DIRECTIVE: The records below must be written out exactly, with every picture left behind.
>> start
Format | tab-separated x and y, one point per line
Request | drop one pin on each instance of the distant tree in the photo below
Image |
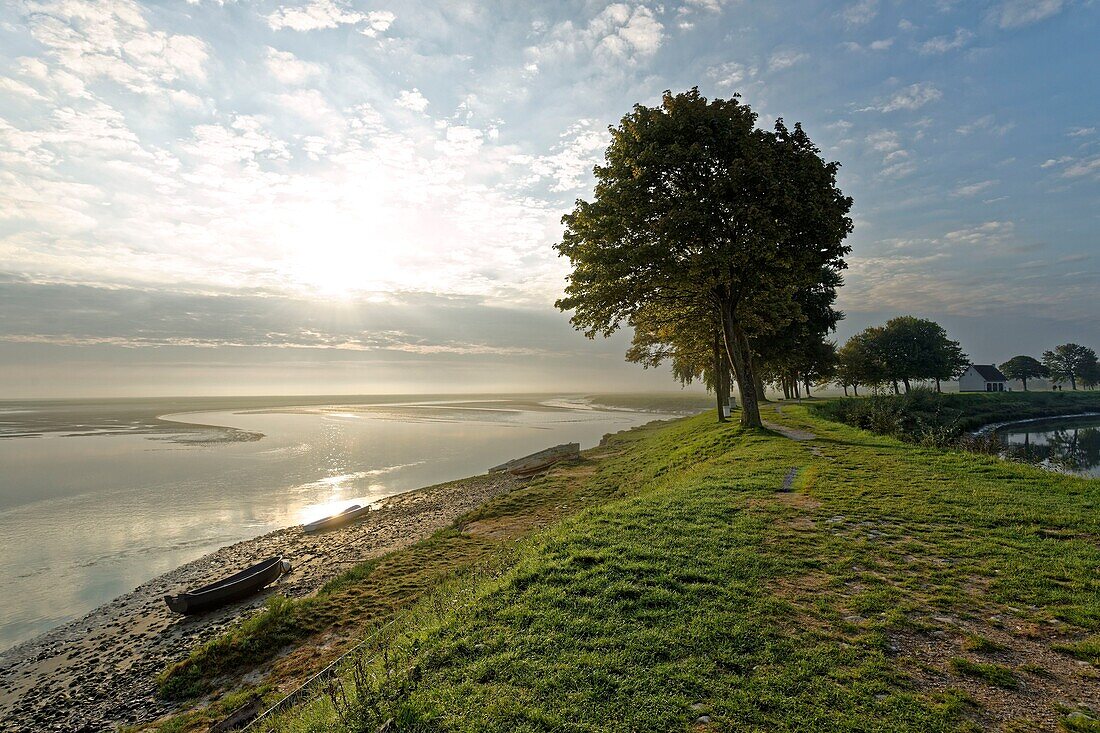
1024	368
913	348
1069	361
1090	374
694	207
861	360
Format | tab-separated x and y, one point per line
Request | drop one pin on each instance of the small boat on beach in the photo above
349	515
234	588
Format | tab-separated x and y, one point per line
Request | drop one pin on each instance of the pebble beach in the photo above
97	673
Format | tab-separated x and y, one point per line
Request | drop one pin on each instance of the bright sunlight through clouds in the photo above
421	154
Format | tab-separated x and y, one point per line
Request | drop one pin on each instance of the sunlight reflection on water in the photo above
87	518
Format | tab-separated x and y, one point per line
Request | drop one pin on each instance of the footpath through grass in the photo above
895	588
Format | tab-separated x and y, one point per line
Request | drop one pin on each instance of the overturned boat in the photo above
234	588
349	515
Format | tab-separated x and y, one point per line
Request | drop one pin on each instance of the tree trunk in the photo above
719	370
759	383
743	368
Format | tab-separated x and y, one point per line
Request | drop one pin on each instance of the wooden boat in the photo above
528	466
349	515
238	586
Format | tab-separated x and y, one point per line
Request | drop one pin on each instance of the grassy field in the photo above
941	419
895	588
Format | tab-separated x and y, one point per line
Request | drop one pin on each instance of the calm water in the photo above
1069	445
97	498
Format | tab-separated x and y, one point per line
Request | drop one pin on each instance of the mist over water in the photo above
92	504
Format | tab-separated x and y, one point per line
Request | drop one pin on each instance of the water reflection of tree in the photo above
1068	449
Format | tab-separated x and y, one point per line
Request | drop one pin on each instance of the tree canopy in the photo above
1024	368
1069	361
902	350
697	210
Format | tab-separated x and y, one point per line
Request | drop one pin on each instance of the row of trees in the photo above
1068	362
719	243
905	350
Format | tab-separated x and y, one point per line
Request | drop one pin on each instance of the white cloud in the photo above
986	123
1084	167
1053	162
942	44
989	234
861	12
411	99
321	14
732	74
288	68
785	58
618	33
1018	13
569	166
882	44
112	40
912	97
975	188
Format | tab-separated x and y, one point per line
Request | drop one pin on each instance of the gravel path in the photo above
97	673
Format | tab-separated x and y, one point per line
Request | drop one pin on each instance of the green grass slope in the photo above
894	589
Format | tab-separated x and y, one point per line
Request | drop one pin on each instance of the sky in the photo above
337	196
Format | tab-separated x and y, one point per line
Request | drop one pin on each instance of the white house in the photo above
982	378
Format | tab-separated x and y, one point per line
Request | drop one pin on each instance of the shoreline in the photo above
98	671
>> end
COMPLETED EXERCISE:
Format | tab-separated x and y, one point per line
Request | drop one pin on each instance of the distant tree in the photo below
Image |
1024	368
913	348
1069	361
1090	374
694	207
861	360
Format | tab-separated x and y, one point per line
Request | drop one pin on each instance of the small boat on beach in the photo above
349	515
234	588
Format | tab-separated x and y, one point per line
Request | drop one pin on each instance of the pebble beach in the photo above
97	673
Format | tab-separated x and y, one point per line
Request | drop one pin on each instance of the bright sunlight through clouds in the photo above
421	154
Format | tab-separated x and y, one point per line
Request | drop one pin on each instance of the sunlight reflection on water in the photo above
87	518
Format | tab-separated x and y, one point per line
Request | drop one pin on each instance of the footpath through grass in the photo above
895	588
Format | tab-separated x and y, one point per line
Request | drop one pin on each instance of the overturned boat in the photo above
234	588
349	515
Format | tab-separated x and y, one point per line
Request | drop one pin on each instance of the tree trunk in the photo above
719	370
759	383
743	368
Format | tab-separated x and y, one point per line
Request | drop one pin on each instance of the wooden boat in the photo above
528	466
349	515
238	586
Format | tab-separated x and y, one point per line
Request | drop one pin on each instance of the grassy field in the photo above
941	419
895	588
Format | tab-separated x and y, one point per line
Request | drop one pin on each instance of the calm water in the photo above
1069	445
97	498
Format | tab-separated x and y, one point per line
Request | drop one pin on each instance of the mist over water in the photo above
92	504
Format | tab-separated x and y, one point per line
Request | drop one pin on each instance of the water reflection of tree in the photo above
1068	449
Format | tab-separated x and y, one point per line
Request | drop one pin on each instance of the tree canopy in the photo above
1024	368
1069	361
902	350
697	210
Format | tab-separated x and y, one point per line
Request | drop one pin on each instance of the row of trees in the photo above
1068	362
719	243
905	350
Format | tab-separated x and y, one point per line
Request | drop one pin on each instance of the white cloud in the photo above
986	123
1084	167
1053	162
942	44
989	234
861	12
411	99
321	14
732	74
288	68
785	58
618	33
1018	13
569	166
882	44
112	40
912	97
975	188
Format | tab-separated x and y, one point per line
Request | drop one pin on each instance of the gravel path in the photo above
97	673
Format | tab-separated x and y, one point per line
Request | drop one pin on each instance of the green grass slope in the photo above
894	589
Format | tab-separated x and y, one point per line
Request | drop one pin on each instance of the sky in the photo above
337	196
Format | tab-separated x and y, one point per line
Request | drop one pin on each instance of the white house in the photo above
982	378
Format | tab-separated x and y, one point per line
Request | drop one pin on each instance of the shoreline in the photo above
98	671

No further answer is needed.